[Image-grounded pointing data]
*-*-*

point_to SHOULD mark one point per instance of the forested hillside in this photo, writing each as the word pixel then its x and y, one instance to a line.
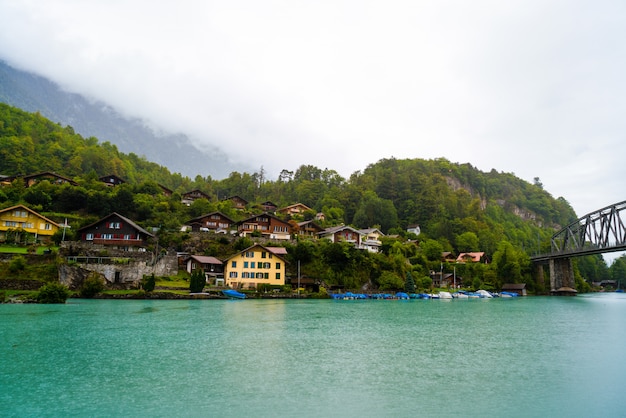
pixel 458 207
pixel 32 93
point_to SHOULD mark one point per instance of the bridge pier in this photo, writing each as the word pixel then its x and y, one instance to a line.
pixel 562 277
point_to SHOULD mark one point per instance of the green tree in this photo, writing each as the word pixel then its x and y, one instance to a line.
pixel 409 283
pixel 148 283
pixel 197 281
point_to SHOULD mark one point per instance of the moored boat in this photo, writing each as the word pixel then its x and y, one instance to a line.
pixel 233 294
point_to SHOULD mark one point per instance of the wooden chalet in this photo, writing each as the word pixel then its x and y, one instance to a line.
pixel 475 257
pixel 239 203
pixel 115 231
pixel 309 229
pixel 189 197
pixel 21 224
pixel 295 209
pixel 268 225
pixel 268 206
pixel 213 222
pixel 342 233
pixel 51 177
pixel 112 180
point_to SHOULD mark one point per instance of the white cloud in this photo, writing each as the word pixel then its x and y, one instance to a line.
pixel 530 87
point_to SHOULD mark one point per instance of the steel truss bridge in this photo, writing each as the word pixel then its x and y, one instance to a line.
pixel 602 231
pixel 598 232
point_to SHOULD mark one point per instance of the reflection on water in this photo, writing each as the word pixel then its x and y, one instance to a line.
pixel 535 356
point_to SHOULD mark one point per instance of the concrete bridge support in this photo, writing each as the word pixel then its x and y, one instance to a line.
pixel 562 277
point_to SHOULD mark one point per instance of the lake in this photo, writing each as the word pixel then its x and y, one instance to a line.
pixel 532 356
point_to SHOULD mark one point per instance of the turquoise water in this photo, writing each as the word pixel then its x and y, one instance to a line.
pixel 534 356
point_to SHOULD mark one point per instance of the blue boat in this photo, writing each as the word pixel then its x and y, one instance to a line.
pixel 508 294
pixel 233 294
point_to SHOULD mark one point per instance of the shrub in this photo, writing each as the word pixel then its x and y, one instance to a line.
pixel 148 283
pixel 53 293
pixel 91 287
pixel 17 264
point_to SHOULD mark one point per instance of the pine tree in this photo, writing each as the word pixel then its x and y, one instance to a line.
pixel 409 284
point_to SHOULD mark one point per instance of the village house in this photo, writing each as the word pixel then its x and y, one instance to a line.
pixel 112 180
pixel 268 225
pixel 370 240
pixel 189 197
pixel 211 222
pixel 309 229
pixel 115 231
pixel 239 203
pixel 254 266
pixel 166 192
pixel 268 206
pixel 295 209
pixel 413 229
pixel 473 257
pixel 21 224
pixel 448 257
pixel 342 233
pixel 53 178
pixel 212 267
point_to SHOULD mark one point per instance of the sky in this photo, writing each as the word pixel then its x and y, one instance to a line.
pixel 534 88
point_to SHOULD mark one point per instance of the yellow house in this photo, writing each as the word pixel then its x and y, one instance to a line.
pixel 19 220
pixel 256 265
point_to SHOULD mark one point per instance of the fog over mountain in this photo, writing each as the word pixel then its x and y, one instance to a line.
pixel 89 118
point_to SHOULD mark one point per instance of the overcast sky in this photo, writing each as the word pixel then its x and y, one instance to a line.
pixel 534 88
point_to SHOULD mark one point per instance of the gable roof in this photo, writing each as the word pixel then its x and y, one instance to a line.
pixel 473 257
pixel 125 219
pixel 31 211
pixel 198 218
pixel 236 197
pixel 335 229
pixel 116 179
pixel 48 173
pixel 295 205
pixel 274 250
pixel 370 231
pixel 203 259
pixel 269 215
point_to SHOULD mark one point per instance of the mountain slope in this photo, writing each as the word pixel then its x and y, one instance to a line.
pixel 36 94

*-*-*

Except for pictures, copy the records above exactly.

▶ _Your solution_:
point_to SHOULD mark one point per instance of the forested hillside in this photo, writing each as the word pixel then its x and y, one instance to a line.
pixel 458 207
pixel 32 93
point_to SHOULD mark one point per instance of the bridge pier in this photo, writing each as the word pixel then its x and y, one instance to a line.
pixel 562 277
point_to SHOULD mark one point per instance of the green tree in this photo, writing each as the word pixel then its x and y, one instance to a line.
pixel 409 283
pixel 148 283
pixel 197 281
point_to SHOULD mark one point per instance of the moored boat in this photo, writing each as the word pixel then its x and y, one instance to a line.
pixel 233 294
point_to SHOULD mark one point per instance of the wooden chalet in this photo, writing each as the word pixel then its x and y, one instance to a line.
pixel 475 257
pixel 239 203
pixel 115 231
pixel 309 229
pixel 189 197
pixel 21 224
pixel 295 209
pixel 268 225
pixel 268 206
pixel 213 222
pixel 342 233
pixel 51 177
pixel 112 180
point_to SHOULD mark one point per instance of the white cloud in this photo, writing each as the word pixel then its x and y, one instance to a line.
pixel 530 87
point_to SHOULD mark one point per instance of the steel truss bridge in this photo, writing each as the word pixel then its x and y, one instance to a line.
pixel 602 231
pixel 598 232
point_to SHOULD mark one point per instance of the reflection on water in this photo, writing each as the word pixel then its x and y, one instance to a line.
pixel 535 356
point_to SHOULD mark one point per instance of the concrete bridge support in this photo, writing each as the word pixel then its x and y, one instance to a line.
pixel 562 277
point_to SHOULD mark one point per instance of the lake in this photo, writing each as the word pixel then its x and y, one instance to a line.
pixel 532 356
point_to SHOULD mark one point per instance of the turquoise water in this photo, writing each as the word pixel then its x and y, one instance to a line.
pixel 534 356
point_to SHOULD mark one point per instance of the blue boat in this photo, writing each as the word pixel then its x and y, one instance to a line.
pixel 508 294
pixel 233 294
point_to SHOULD mark one point per instance of the shrub in this photo, writing each as the word pixel then its x and y, one instance to a line.
pixel 148 283
pixel 53 293
pixel 91 287
pixel 17 264
point_to SHOULD mark one point per instance of the pine tree in this photo, writing each as the word pixel then its x and y, one instance to a line.
pixel 409 284
point_to SHOULD mark one point per instance of the village house in this photo, writing each as the word pixel then its x and y, one instance to a line.
pixel 112 180
pixel 268 225
pixel 370 240
pixel 189 197
pixel 211 222
pixel 309 229
pixel 115 231
pixel 239 203
pixel 254 266
pixel 166 192
pixel 268 206
pixel 295 209
pixel 413 229
pixel 473 257
pixel 21 224
pixel 448 257
pixel 342 233
pixel 53 178
pixel 212 267
point_to SHOULD mark one point per instance of the sky in this photo, writing each as the word pixel then its x and y, one instance to a line.
pixel 534 88
point_to SHOULD mark one point per instance of the yellow house in this photo, writing each as the word pixel then its x and y, one instance to a line.
pixel 19 220
pixel 256 265
point_to SHOULD mark one point per instance of the fog over mountain in this photo, writing each as the word pixel then its x and y, one instance to a line.
pixel 89 118
point_to SHOULD mark one point per instance of the overcast sky in this photo, writing each as the word pixel then its x and y, one instance to a line.
pixel 534 88
point_to SHOULD mark one point per instance of the gable roof in this photo, writing each as the word pixel then its x and y, one instance to a line.
pixel 473 257
pixel 125 219
pixel 31 211
pixel 198 218
pixel 236 197
pixel 335 229
pixel 116 179
pixel 48 173
pixel 295 205
pixel 274 250
pixel 370 231
pixel 203 259
pixel 269 215
point_to SHOULD mark one point per instance of the mountain slope in this photo, writing each as the word pixel then its x and y, one instance to a line.
pixel 36 94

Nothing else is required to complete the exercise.